** Start **
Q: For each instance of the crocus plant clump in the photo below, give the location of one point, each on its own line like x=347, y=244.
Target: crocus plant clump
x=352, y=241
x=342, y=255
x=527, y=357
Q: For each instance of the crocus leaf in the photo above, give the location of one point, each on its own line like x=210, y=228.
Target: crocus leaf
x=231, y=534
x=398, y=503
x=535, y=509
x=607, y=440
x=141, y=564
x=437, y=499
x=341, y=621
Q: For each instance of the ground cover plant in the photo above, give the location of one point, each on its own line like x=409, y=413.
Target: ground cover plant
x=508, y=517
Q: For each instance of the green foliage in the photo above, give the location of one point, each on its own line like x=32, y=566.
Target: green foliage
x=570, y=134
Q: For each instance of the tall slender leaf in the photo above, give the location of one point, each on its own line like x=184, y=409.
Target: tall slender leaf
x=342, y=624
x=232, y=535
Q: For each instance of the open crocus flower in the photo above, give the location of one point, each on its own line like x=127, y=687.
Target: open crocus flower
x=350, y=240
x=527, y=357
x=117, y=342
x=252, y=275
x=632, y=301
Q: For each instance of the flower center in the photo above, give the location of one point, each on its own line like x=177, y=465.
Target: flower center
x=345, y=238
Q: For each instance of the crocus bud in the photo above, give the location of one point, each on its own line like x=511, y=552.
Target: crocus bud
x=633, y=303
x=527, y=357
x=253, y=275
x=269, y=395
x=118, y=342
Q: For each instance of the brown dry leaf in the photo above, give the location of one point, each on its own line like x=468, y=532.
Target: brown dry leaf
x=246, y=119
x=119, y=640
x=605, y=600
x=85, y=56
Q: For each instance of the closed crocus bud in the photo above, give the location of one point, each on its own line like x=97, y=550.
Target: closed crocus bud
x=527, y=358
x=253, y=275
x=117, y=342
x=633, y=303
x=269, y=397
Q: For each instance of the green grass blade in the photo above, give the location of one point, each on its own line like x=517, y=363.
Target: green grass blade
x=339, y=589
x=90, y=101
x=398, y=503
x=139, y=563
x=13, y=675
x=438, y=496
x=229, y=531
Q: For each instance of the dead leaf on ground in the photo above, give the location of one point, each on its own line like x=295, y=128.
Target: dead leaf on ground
** End **
Exercise prompt
Lay out every line of the entries above as a Markdown table with two columns, Row and Line. Number the rows in order and leave out blank lines.

Answer for the task
| Row | Line |
|---|---|
| 1 | Q: For each instance of the crocus plant clump in the photo below, give the location of one point, each on its own line like x=347, y=244. |
| 2 | Target: crocus plant clump |
| 3 | x=352, y=241 |
| 4 | x=342, y=255 |
| 5 | x=527, y=357 |
| 6 | Q: For each instance of the crocus leaf in the photo above, give the location of one point, each on its own line like x=210, y=228. |
| 7 | Target: crocus leaf |
| 8 | x=231, y=534 |
| 9 | x=398, y=503 |
| 10 | x=535, y=509 |
| 11 | x=607, y=440 |
| 12 | x=141, y=564 |
| 13 | x=437, y=499 |
| 14 | x=341, y=621 |
| 15 | Q: For each instance of the ground cover plant in the photo above, give the location of one point, each on its own line like x=409, y=413. |
| 16 | Target: ground cover plant |
| 17 | x=508, y=517 |
| 18 | Q: For each instance of the green foliage in the photo above, give the location of one point, each on its own line like x=32, y=566. |
| 19 | Target: green foliage |
| 20 | x=570, y=134 |
| 21 | Q: For each instance of the tall slender leaf in the photo above, give the location of one point, each on its own line like x=184, y=409. |
| 22 | Target: tall slender leaf |
| 23 | x=342, y=624 |
| 24 | x=232, y=535 |
| 25 | Q: For each instance of the open crocus flower in the photo above, give the location of one point, each on its own line like x=127, y=687. |
| 26 | Target: open crocus flower |
| 27 | x=350, y=240 |
| 28 | x=527, y=357 |
| 29 | x=117, y=342 |
| 30 | x=252, y=275 |
| 31 | x=632, y=301 |
| 32 | Q: For each instance of the flower center in the photo above, give the location of one point, each on its own line like x=177, y=465. |
| 33 | Target: flower center |
| 34 | x=345, y=238 |
| 35 | Q: For each instance of the crocus bud in the photo above, give the location of one point, each on its own line like x=511, y=552. |
| 36 | Target: crocus bud |
| 37 | x=633, y=303 |
| 38 | x=527, y=357 |
| 39 | x=253, y=275 |
| 40 | x=269, y=395 |
| 41 | x=118, y=342 |
| 42 | Q: For each instance of the brown dry leaf in the photo above, give the location of one point, each on its own line like x=468, y=532. |
| 43 | Target: brown dry leaf |
| 44 | x=246, y=119 |
| 45 | x=119, y=640 |
| 46 | x=605, y=600 |
| 47 | x=85, y=56 |
| 48 | Q: For each instance of the closed crocus bud in the photo above, give the location of one point, each on its own line like x=97, y=550. |
| 49 | Target: closed crocus bud |
| 50 | x=527, y=358 |
| 51 | x=253, y=275 |
| 52 | x=117, y=342 |
| 53 | x=633, y=303 |
| 54 | x=269, y=397 |
| 55 | Q: For each instance of the green grass blade in the photo above, give the location of one point, each on its own line like x=517, y=363. |
| 56 | Target: green grass blade |
| 57 | x=339, y=589 |
| 58 | x=90, y=101 |
| 59 | x=398, y=503 |
| 60 | x=139, y=563 |
| 61 | x=13, y=675 |
| 62 | x=438, y=496 |
| 63 | x=229, y=531 |
| 64 | Q: For each instance of the dead leaf on ground in the photo above, give the location of one point, each on its own line like x=295, y=128. |
| 65 | Target: dead leaf on ground |